Lay out the entries from the line with "Task: indicate one point on every instance of the meadow" through the end of the entries as a two-column CSV with the headers task and answer, one row per entry. Put each value in a single quoted field, with line breaks replaced by spaces.

(Collection entries)
"""
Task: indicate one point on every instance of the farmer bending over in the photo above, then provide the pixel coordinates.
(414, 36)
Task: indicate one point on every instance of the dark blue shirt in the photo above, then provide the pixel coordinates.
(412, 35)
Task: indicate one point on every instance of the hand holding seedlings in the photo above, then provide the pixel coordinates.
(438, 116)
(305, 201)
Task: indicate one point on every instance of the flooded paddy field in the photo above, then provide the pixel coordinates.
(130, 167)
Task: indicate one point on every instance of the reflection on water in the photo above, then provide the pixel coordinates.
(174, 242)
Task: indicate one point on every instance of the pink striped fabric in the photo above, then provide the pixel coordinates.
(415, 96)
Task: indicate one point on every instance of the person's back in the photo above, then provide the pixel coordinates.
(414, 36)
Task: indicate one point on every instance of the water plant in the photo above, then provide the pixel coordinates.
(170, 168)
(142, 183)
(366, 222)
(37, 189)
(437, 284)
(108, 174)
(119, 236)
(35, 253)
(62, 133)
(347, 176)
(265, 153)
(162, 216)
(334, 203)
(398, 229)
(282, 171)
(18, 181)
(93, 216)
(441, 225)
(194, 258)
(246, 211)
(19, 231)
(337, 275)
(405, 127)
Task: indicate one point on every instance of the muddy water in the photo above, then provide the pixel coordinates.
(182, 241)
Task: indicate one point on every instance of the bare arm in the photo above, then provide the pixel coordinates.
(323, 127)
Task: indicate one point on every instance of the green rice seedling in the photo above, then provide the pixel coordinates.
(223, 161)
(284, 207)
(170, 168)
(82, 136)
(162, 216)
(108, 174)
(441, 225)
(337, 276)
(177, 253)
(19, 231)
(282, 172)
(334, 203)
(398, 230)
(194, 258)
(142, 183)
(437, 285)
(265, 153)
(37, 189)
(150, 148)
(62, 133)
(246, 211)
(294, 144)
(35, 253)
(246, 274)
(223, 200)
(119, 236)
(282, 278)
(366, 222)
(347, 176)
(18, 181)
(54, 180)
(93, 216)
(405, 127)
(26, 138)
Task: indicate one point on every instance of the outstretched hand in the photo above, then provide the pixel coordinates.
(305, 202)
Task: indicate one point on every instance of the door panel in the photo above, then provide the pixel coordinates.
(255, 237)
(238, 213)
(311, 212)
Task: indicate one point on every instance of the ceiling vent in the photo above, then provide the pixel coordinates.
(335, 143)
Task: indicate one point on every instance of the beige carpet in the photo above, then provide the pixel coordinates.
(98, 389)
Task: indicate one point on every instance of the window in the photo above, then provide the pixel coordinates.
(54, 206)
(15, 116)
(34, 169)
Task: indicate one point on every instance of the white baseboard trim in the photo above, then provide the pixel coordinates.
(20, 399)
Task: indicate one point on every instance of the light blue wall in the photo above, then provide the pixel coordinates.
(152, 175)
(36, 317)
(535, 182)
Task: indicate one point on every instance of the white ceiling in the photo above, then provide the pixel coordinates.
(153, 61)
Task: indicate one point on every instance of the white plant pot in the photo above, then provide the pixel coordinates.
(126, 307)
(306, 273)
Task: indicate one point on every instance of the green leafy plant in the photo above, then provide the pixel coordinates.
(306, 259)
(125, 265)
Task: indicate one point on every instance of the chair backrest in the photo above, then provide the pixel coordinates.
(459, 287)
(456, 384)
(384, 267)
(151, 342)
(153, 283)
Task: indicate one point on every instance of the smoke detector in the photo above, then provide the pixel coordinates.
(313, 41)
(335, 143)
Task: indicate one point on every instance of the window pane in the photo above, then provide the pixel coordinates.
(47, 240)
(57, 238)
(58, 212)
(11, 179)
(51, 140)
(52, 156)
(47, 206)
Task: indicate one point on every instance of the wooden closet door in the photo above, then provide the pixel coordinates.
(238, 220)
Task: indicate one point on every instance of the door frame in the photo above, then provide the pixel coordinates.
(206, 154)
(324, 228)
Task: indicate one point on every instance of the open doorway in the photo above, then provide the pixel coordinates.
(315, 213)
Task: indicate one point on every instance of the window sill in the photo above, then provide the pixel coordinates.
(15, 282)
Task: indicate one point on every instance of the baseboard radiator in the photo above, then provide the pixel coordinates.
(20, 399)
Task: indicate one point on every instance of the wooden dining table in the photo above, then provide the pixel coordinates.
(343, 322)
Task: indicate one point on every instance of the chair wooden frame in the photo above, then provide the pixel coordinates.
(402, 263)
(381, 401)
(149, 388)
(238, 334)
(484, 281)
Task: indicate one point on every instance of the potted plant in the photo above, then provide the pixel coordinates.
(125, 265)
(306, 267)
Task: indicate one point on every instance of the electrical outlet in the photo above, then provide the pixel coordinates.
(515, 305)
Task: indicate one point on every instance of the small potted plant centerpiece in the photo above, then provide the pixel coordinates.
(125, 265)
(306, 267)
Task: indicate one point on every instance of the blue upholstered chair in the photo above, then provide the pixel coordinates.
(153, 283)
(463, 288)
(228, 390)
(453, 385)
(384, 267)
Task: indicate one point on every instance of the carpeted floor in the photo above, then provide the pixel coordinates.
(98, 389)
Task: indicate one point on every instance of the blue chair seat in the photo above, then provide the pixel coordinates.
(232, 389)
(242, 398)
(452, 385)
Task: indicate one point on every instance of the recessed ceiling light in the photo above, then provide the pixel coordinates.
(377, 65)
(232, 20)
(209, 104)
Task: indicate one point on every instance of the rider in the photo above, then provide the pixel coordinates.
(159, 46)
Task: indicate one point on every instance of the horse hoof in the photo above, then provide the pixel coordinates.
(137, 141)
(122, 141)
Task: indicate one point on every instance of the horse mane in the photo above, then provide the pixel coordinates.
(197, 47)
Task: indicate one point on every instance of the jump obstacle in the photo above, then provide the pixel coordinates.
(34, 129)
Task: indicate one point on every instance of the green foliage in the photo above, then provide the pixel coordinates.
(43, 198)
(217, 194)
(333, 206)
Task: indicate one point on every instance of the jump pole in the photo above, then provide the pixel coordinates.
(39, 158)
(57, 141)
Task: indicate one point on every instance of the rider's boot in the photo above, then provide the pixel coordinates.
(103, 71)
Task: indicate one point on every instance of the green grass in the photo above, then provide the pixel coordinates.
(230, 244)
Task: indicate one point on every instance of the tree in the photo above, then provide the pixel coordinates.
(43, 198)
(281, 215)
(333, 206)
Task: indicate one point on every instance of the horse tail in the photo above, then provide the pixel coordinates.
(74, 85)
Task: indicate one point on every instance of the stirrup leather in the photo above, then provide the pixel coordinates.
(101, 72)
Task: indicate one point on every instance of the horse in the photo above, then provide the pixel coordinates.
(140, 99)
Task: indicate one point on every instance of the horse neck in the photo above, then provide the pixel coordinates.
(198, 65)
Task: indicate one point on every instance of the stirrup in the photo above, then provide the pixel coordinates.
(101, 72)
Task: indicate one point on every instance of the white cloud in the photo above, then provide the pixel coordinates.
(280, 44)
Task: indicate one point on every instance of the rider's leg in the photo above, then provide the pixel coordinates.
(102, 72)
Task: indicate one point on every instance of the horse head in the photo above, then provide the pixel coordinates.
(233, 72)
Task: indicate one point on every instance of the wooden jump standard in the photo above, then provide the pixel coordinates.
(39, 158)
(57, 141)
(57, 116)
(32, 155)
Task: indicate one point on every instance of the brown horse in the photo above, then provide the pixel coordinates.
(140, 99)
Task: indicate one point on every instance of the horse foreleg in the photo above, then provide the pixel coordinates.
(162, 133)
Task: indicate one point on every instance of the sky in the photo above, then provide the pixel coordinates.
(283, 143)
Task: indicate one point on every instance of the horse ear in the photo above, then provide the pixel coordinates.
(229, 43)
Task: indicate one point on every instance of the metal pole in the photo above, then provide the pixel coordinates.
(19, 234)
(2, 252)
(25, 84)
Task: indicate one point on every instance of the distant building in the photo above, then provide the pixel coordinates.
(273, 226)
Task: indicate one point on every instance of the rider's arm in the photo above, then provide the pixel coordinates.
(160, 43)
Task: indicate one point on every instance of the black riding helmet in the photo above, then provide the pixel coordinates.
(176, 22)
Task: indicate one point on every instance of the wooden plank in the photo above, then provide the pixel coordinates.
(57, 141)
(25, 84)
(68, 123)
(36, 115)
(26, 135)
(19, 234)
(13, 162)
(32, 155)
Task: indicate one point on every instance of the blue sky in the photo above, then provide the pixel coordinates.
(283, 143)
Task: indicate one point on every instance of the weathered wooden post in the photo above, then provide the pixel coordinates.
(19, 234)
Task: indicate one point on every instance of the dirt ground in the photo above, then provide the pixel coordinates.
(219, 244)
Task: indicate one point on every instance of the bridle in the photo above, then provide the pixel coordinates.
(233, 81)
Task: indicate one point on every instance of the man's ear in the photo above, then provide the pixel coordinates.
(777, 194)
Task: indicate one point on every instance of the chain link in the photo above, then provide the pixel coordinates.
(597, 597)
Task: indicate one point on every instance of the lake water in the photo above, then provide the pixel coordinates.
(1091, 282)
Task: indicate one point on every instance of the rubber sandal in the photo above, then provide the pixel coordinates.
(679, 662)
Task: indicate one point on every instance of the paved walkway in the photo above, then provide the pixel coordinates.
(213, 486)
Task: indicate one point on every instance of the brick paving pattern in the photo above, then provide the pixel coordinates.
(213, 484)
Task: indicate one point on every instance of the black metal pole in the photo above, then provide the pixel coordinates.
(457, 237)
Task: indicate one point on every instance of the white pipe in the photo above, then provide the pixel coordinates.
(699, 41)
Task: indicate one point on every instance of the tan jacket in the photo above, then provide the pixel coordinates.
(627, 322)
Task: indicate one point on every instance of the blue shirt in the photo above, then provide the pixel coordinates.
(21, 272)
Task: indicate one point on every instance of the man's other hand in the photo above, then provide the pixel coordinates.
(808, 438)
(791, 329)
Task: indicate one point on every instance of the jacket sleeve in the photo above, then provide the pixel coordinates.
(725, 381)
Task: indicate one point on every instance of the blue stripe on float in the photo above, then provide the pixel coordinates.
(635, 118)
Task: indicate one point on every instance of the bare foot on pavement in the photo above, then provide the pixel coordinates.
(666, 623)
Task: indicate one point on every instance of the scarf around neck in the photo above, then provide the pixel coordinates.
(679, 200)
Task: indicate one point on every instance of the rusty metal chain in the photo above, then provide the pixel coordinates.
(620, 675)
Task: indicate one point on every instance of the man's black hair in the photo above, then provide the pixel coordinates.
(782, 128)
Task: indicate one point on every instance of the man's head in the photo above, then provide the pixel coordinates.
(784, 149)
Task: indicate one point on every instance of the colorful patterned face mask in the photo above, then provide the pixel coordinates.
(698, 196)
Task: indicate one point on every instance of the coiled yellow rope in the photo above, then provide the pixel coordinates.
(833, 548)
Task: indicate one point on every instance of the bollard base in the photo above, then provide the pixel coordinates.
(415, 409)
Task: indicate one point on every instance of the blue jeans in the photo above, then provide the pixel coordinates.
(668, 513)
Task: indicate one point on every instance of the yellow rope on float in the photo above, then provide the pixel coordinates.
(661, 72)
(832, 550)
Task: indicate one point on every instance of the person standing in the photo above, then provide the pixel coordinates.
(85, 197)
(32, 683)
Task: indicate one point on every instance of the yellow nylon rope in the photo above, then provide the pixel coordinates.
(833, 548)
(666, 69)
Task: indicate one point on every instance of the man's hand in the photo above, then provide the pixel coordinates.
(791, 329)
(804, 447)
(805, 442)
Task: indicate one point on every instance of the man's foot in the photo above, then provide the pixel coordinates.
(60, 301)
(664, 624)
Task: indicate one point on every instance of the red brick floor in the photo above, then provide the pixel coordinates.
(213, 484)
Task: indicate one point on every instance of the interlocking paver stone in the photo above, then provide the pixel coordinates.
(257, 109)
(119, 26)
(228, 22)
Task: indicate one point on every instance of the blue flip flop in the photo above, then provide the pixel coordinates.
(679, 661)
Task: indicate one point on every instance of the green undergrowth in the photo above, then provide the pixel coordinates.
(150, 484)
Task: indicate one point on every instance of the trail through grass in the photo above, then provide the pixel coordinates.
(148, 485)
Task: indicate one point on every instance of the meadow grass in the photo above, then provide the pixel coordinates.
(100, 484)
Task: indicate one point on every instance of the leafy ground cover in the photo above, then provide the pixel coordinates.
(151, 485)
"""
Complete response >>
task,answer
"Task: indicate one point on every instance of the meadow grass in the photo above, then provide the pixel coordinates.","(100, 484)"
"Task: indicate one point on every instance of the leafy ground cover in the photo above, then provide the pixel coordinates.","(151, 485)"